◆ **Record excerpts**
┌──

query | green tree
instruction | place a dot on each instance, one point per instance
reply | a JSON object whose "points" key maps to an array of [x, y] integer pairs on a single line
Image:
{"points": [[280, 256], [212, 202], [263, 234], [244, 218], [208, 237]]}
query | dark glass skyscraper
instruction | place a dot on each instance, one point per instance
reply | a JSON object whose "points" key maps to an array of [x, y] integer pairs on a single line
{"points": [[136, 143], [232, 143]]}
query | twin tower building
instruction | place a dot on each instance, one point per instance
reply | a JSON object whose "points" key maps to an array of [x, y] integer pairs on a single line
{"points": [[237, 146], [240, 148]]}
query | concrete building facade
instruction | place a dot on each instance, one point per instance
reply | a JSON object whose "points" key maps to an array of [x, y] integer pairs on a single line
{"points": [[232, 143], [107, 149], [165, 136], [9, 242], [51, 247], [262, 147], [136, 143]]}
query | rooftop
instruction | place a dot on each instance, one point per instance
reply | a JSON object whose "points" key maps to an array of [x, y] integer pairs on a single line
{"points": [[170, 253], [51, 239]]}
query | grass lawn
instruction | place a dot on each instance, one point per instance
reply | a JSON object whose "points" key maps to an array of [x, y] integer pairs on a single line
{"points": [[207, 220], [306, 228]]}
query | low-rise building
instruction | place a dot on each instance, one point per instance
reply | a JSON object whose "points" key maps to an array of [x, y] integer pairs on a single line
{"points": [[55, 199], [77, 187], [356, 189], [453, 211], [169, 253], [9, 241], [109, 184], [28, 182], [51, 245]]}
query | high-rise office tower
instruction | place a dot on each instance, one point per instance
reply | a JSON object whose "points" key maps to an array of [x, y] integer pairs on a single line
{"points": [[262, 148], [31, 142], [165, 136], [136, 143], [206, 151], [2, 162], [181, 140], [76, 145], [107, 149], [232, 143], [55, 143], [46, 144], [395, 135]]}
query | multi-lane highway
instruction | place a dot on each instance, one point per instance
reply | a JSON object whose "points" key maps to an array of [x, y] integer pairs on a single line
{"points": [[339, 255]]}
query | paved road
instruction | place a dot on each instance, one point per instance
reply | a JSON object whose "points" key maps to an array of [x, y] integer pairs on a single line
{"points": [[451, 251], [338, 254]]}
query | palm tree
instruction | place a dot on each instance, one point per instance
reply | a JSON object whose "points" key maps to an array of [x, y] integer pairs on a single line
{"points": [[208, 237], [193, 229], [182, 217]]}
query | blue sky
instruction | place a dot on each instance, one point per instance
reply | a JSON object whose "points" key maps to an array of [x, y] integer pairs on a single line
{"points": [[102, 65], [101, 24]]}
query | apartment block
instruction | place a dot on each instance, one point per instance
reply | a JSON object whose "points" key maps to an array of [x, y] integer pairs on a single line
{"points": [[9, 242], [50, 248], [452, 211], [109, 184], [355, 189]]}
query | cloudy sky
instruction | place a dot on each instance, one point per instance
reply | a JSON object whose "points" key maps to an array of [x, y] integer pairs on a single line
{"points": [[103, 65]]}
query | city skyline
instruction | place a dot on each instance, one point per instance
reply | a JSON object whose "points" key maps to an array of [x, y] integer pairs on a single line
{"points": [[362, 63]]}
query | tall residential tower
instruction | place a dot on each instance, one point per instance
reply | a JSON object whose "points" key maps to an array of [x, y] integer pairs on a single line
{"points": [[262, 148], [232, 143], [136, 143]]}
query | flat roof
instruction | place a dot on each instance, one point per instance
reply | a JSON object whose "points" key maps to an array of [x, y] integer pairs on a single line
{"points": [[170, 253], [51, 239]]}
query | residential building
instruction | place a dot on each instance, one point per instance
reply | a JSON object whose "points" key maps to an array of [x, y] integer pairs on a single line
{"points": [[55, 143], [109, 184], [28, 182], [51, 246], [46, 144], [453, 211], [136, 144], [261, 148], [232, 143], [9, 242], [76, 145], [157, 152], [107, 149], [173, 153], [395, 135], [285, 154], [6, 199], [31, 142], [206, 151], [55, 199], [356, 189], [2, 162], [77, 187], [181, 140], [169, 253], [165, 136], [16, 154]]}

└──

Give the entries again in full, exactly as they were written above.

◆ **Response to the task**
query | green tree
instruction | place a dot on each instance, one point per instance
reply | a JSON object whose "points" key maps to an array of [x, y] integer pairs on a single line
Image:
{"points": [[280, 256], [212, 202], [263, 234], [244, 218], [208, 237]]}
query | dark glass skyscraper
instruction | place a dot on each instance, one point per instance
reply | a JSON object whose "points" key maps to an array of [x, y] integer pairs on a single line
{"points": [[136, 143], [232, 143]]}
query | twin tower building
instruction | place a dot on each instance, one point per instance
reply | a JSON object whose "points" key maps to an array of [x, y] integer pairs on a single line
{"points": [[237, 146], [240, 148]]}
query | concrete building facade
instruction | place a dot on each instance, one point per instance
reply | a JSON object whose "points" key maps to an array of [x, y] integer pairs on a single line
{"points": [[232, 143], [107, 149], [165, 136], [9, 242], [51, 247], [262, 147], [136, 143]]}
query | rooftop
instruction | place a dot on each instance, one point per instance
reply | a JSON object whose "points" key maps to an array of [x, y] integer pairs on a single line
{"points": [[170, 253], [51, 239]]}
query | grass lawn
instruction | place a dot on each instance, one point per instance
reply | a JSON object whose "points" key maps to an array of [x, y] integer pairs on a single line
{"points": [[207, 220], [306, 228]]}
query | low-rise building
instruction | place a dot on each instance, one point per instance
reply | a JSON object whose "points" key maps to an array of [x, y] integer pairs on a single line
{"points": [[55, 199], [77, 187], [356, 189], [453, 211], [169, 253], [9, 241], [109, 184], [28, 182], [51, 245]]}
query | high-rise office tower
instruction | place a dot on each instance, one point per instance
reply | a JSON object whose "points" key maps to an array of [x, y] integer pairs on a single line
{"points": [[262, 148], [31, 142], [165, 136], [136, 143], [206, 151], [2, 162], [181, 140], [76, 145], [107, 149], [232, 143], [55, 143], [46, 144], [395, 135]]}
query | multi-lane highway
instruction | place a dot on each instance, one point per instance
reply | a JSON object whose "points" key maps to an array of [x, y] integer pairs on a single line
{"points": [[339, 255]]}
query | paved road
instruction | place a dot on each instance, one point per instance
reply | a JSON object whose "points" key maps to an array of [x, y] integer pairs on a single line
{"points": [[451, 251], [338, 254]]}
query | palm tree
instruction | place a dot on each instance, one point per instance
reply | a JSON object whose "points" key maps to an array of [x, y] integer pairs on a single line
{"points": [[208, 237], [193, 229], [182, 217]]}
query | blue sky
instruction | place a dot on each instance, one point per instance
reply | a JSON object whose "points" key maps to an array of [x, y] integer pairs on a single line
{"points": [[102, 65], [101, 24]]}
query | apartment block
instruction | place a dot on each instance, one point per instance
reply | a JSON object whose "points" key maps to an array of [x, y] integer pairs on a single line
{"points": [[9, 242], [50, 248], [452, 211], [109, 184], [355, 189]]}
query | cloudy sky
instruction | place a dot on each instance, one point per instance
reply | a JSON object whose "points" key maps to an array of [x, y] integer pairs on a single line
{"points": [[103, 65]]}
query | city skyline
instruction | place a dot on each instance, one point per instance
reply | a JSON object whose "points" key maps to an array of [x, y] integer pairs on a single line
{"points": [[362, 63]]}
query | tall residential tower
instruction | place a dot on each instance, one point per instance
reply | a JSON object whose "points" key maps to an array of [x, y] integer pairs on a single line
{"points": [[262, 148], [232, 143], [136, 143]]}
query | flat roof
instruction | place a dot on each instance, one point per instance
reply | a JSON object whose "points" key maps to an array of [x, y] integer pairs on a single line
{"points": [[170, 253], [51, 239]]}
query | residential building
instruction | place a dot on each instance, one point per instance
reply | a JSON object whose "points" key maps to an array of [x, y] integer pairs on a single line
{"points": [[55, 143], [109, 184], [28, 182], [51, 246], [46, 144], [453, 211], [136, 144], [261, 148], [232, 143], [9, 242], [76, 145], [157, 152], [107, 149], [173, 153], [395, 135], [285, 154], [6, 199], [31, 142], [206, 151], [55, 199], [356, 189], [2, 162], [77, 187], [181, 140], [169, 253], [165, 136], [16, 154]]}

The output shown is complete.